#### [Provided entries]

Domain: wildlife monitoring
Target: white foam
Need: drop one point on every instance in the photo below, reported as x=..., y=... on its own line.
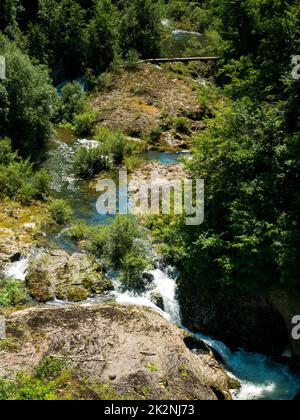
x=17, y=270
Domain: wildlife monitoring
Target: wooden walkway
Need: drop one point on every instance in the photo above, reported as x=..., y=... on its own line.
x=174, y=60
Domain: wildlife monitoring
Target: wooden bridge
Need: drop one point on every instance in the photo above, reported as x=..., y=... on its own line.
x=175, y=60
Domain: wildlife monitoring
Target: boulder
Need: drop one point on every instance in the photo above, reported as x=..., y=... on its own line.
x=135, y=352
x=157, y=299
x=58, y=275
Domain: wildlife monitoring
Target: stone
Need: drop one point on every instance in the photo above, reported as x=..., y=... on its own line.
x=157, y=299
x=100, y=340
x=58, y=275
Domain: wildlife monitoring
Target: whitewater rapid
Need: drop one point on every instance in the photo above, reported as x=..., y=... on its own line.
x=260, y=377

---

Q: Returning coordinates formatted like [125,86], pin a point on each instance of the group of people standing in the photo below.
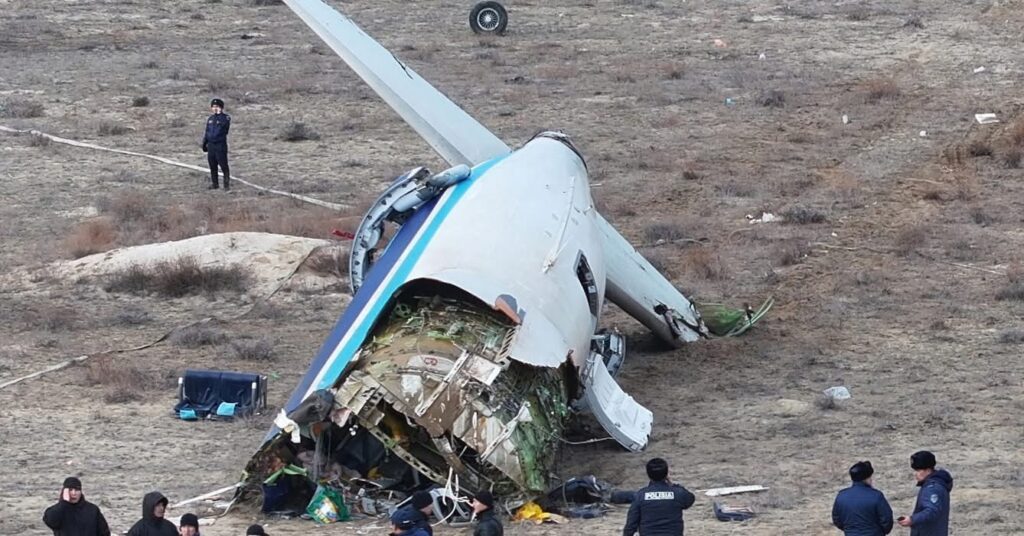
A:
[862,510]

#### [Problem to work on]
Those lines above that contain the string "Target" should be returned.

#### [Result]
Target: white foam
Target: wooden walkway
Target: wooden bridge
Target: boulder
Target: stone
Target: whitewater rapid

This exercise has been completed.